— Start of DOCUMENT EXCERPT —

Leakages can be formed on mains and service pipes (Farley & Trow 2003), which may be caused by various factors, such as the poor quality of pipes, inappropriate operation, and extreme weather (e.g., freezing weather). Therefore, it is hard to find out when and where leakages happened. To improve the efficiency of the anomaly identification method, numerous methods have been studied and developed. These methods can be generally divided into two main categories: one based on hardware and the other on software (Valizadeh *et al.* 2009).

Many technologies are based on highly specialized hardware equipment, such as leak noise correlators (Guo *et al.* 2021), leak noise loggers (Muggleton *et al.* 2006), gas injection (Hunaidi *et al.* 2000), ground penetrating radar (Hunaidi 1998), and infrared photography (Fahmy & Moselhi 2010). Despite the fact that they perform well in leak detection and location (Puust *et al.* 2010), some drawbacks they have cannot be ignored. For example, they are labor-intensive, expensive, run slowly, and may also require long interruption of pipeline operations (Romano *et al.* 2011).

With the widespread applications of advanced meter infrastructure, data loggers, and sensors, it is imperative to integrate the hydraulic model with data processing methods for higher quality and efficiency of water management (Wu & He 2021). Methods based on software are to actively analyze the signals measured in WDNs to detect leakages. The obvious signals of wireless sensors installed in WDNs are flow and pressure. Methods based on software can be roughly categorized into transient-based approaches, model-based approaches, and data-driven approaches. Transient-based approaches focus on analyzing information about the presence of leakages from transient pressure signals measured within a WDN (Liggett & Chen 1994; Christodoulou *et al.* 2017). Experimental results demonstrate that even a small leak point can be detected by this method (Mpesha *et al.* 2001; Covas *et al.* 2005). However, restricted by technologies and costs, current transient-based methods were not specifically authenticated in actual networks (Li *et al.* 2015).

— End of DOCUMENT EXCERPT —
— Start of DATA RECORDS —

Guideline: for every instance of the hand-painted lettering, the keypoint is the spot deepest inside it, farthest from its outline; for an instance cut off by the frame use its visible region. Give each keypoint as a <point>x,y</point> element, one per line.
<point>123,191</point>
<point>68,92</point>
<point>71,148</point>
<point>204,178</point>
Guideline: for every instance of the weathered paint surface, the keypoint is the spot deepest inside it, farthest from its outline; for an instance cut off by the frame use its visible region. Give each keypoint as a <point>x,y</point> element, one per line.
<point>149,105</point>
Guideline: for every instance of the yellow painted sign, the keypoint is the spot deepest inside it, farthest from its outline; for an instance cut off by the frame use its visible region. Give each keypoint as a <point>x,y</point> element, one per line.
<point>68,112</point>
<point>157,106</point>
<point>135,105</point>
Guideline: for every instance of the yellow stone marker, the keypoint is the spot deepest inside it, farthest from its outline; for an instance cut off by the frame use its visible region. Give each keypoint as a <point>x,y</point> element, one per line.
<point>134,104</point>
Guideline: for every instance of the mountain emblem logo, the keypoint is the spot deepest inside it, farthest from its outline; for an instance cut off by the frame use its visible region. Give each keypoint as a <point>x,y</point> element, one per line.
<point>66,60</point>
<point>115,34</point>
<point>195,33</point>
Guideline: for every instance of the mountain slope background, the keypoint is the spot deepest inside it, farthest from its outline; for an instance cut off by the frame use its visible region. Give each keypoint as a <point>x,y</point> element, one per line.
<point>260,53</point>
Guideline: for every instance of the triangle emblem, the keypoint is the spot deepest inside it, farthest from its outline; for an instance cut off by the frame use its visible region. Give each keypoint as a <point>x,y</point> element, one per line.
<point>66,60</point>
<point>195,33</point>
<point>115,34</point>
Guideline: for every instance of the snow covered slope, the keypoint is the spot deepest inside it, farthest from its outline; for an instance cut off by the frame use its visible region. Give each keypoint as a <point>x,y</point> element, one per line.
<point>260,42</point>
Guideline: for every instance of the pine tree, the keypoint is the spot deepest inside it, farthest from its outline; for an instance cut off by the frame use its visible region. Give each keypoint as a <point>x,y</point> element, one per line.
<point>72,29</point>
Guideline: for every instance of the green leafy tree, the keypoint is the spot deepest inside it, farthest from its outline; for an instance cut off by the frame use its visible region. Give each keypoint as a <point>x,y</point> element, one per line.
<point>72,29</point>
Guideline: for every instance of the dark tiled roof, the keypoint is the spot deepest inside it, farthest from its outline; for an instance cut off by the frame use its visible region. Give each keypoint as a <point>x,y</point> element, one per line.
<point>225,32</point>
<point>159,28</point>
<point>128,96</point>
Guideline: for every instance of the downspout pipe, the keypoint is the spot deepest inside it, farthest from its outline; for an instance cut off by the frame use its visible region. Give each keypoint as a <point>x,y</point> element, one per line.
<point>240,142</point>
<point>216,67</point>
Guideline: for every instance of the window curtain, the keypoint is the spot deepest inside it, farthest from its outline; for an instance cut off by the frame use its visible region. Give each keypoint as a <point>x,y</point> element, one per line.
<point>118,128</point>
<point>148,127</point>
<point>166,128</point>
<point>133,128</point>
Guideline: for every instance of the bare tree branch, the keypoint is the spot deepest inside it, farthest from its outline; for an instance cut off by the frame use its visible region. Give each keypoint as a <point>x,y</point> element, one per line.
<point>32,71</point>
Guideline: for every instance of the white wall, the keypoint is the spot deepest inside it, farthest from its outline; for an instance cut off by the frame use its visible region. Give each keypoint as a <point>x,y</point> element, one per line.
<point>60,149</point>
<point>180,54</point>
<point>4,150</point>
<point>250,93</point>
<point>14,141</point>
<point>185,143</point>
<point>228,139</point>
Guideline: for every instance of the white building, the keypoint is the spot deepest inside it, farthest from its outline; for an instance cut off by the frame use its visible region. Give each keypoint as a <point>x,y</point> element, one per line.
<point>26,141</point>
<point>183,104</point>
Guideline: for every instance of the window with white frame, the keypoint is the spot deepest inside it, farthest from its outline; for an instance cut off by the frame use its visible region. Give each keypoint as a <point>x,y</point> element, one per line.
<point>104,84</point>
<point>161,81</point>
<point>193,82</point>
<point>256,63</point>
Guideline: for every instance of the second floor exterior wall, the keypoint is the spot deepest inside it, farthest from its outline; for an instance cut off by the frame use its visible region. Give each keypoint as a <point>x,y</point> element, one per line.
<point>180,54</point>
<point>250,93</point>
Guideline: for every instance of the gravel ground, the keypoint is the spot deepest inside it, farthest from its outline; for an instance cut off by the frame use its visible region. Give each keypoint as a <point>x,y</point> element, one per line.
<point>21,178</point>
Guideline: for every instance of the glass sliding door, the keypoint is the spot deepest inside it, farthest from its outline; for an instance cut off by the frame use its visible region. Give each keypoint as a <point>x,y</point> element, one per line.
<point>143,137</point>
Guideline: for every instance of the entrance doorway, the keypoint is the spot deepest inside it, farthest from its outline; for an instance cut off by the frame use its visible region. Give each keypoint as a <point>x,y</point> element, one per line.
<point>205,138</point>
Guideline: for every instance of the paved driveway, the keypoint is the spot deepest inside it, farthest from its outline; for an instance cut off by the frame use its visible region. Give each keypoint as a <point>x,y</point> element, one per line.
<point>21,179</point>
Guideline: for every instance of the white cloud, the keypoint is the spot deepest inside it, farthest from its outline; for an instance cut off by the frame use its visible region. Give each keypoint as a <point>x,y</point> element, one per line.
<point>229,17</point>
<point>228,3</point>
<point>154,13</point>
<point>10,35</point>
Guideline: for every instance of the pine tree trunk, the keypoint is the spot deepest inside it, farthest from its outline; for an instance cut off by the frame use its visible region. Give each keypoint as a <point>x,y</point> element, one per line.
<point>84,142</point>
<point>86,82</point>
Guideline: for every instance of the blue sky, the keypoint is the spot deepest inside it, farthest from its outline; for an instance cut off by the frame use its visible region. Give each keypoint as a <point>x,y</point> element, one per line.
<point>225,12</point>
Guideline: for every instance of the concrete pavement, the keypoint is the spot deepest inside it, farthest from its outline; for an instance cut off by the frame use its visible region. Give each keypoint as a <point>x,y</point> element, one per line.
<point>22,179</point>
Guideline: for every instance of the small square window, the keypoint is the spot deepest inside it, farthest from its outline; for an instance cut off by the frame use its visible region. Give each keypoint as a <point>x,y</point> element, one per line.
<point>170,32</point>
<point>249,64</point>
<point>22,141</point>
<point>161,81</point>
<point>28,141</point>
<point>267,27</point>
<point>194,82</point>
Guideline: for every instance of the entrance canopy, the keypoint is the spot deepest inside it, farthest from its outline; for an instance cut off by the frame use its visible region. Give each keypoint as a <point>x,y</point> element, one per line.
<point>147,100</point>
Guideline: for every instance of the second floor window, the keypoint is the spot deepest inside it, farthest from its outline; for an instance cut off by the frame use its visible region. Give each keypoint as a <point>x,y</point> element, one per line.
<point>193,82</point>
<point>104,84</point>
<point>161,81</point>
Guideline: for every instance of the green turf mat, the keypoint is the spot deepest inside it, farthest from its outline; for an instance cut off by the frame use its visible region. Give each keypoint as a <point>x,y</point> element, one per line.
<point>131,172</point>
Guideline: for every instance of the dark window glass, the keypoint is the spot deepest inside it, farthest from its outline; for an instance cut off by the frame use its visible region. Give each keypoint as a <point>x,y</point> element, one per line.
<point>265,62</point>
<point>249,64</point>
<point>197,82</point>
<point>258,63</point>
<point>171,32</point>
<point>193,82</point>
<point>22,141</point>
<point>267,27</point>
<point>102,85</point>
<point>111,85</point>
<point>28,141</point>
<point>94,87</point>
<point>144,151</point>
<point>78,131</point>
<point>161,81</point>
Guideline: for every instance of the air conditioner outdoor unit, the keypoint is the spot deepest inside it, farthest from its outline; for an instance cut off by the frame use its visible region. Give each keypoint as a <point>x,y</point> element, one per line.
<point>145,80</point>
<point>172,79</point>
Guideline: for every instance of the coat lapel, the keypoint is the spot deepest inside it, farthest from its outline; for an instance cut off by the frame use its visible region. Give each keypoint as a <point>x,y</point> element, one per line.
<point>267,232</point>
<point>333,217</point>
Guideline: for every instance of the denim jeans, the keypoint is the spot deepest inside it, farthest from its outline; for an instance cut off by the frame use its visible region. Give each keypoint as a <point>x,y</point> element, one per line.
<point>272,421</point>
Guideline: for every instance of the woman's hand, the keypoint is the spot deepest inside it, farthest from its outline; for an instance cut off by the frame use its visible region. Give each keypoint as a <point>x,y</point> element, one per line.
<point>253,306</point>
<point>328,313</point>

— End of DATA RECORDS —

> _WHAT THE EXERCISE ASKS_
According to the leak detection excerpt, what are the obvious signals of wireless sensors installed in WDNs?

> _RESULT_
Flow and pressure.